Explore Your Database in Google Sheets

The idea is to populate a Google Sheet with data from a database at regular intervals. Since Google Sheet is quite powerful and can be accessed from any browser, it can serve as a view layer with basic built-in permissions.

In order to populate the Google Sheet, a Google Cloud Function is needed to extract the data from the database and update the sheet.

Please note, in the case of BigQuery, you can connect the sheet directly to the datasource (link).

Function

A cloud native solution is to create a Google Cloud Function (2nd generation) that writes the data to the sheet. Google Scheduler is used to trigger the execution of the Cloud Function.

The Cloud Function is implemented in TypeScript and transpiled into JavaScript during a build step. It can be run and tested locally leveraging Google Cloud's Functions Framework for Node.js.

You can find the full implementation in a GitLab repository: https://gitlab.com/x-dennis/cloud-function-google-sheet. Merge requests for improvements are appreciated and accepted.

Authentication

The Google Auth Library takes care of the authentication process.

When running it locally, in this case, it takes advantage of the "Application Default Credentials" of the locally authenticated user.

Otherwise, it assumes the Google Cloud Function identity, when it's deployed. No further configuration is required unless a different identity needs to be assumed.

const auth = new google.auth.GoogleAuth({
    scopes: ['https://www.googleapis.com/auth/spreadsheets']
})
 
const authClient = await auth.getClient()

Sheet

Google's API Node.js Client exposes Google's APIs as Node.js functions. It's the foundation for the interaction with the Google sheets.

First it needs to be initialized by providing the authenticated client.

const sheets = google.sheets({ version: 'v4', auth: authClient })

Note: The Cloud Function's account needs to be permitted to edit the Google Sheet. This step is not automated and was taken care of manually, by simply sharing the sheet with the Cloud Function's account.
• • • • •
- **Written instruction**
Reproduce the full guide on exploring a database in Google Sheets, word for word.

- **Source data**
• • • • •
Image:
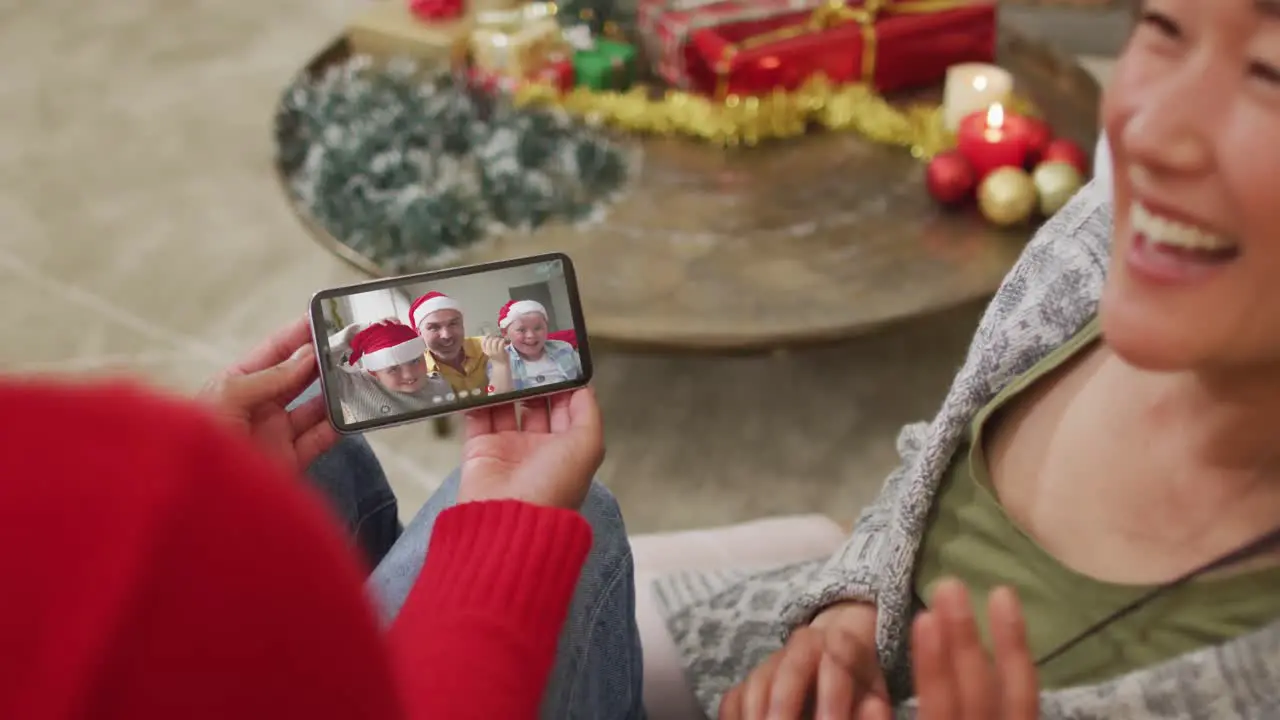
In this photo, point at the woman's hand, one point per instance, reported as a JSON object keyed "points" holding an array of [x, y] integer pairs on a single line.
• • • • •
- **Answer to this task**
Explore Your Database in Google Sheets

The idea is to populate a Google Sheet with data from a database at regular intervals. Since Google Sheet is quite powerful and can be accessed from any browser, it can serve as a view layer with basic built-in permissions.

In order to populate the Google Sheet, a Google Cloud Function is needed to extract the data from the database and update the sheet.

Please note, in the case of BigQuery, you can connect the sheet directly to the datasource (link).

Function

A cloud native solution is to create a Google Cloud Function (2nd generation) that writes the data to the sheet. Google Scheduler is used to trigger the execution of the Cloud Function.

The Cloud Function is implemented in TypeScript and transpiled into JavaScript during a build step. It can be run and tested locally leveraging Google Cloud's Functions Framework for Node.js.

You can find the full implementation in a GitLab repository: https://gitlab.com/x-dennis/cloud-function-google-sheet. Merge requests for improvements are appreciated and accepted.

Authentication

The Google Auth Library takes care of the authentication process.

When running it locally, in this case, it takes advantage of the "Application Default Credentials" of the locally authenticated user.

Otherwise, it assumes the Google Cloud Function identity, when it's deployed. No further configuration is required unless a different identity needs to be assumed.

const auth = new google.auth.GoogleAuth({
    scopes: ['https://www.googleapis.com/auth/spreadsheets']
})
 
const authClient = await auth.getClient()

Sheet

Google's API Node.js Client exposes Google's APIs as Node.js functions. It's the foundation for the interaction with the Google sheets.

First it needs to be initialized by providing the authenticated client.

const sheets = google.sheets({ version: 'v4', auth: authClient })

Note: The Cloud Function's account needs to be permitted to edit the Google Sheet. This step is not automated and was taken care of manually, by simply sharing the sheet with the Cloud Function's account.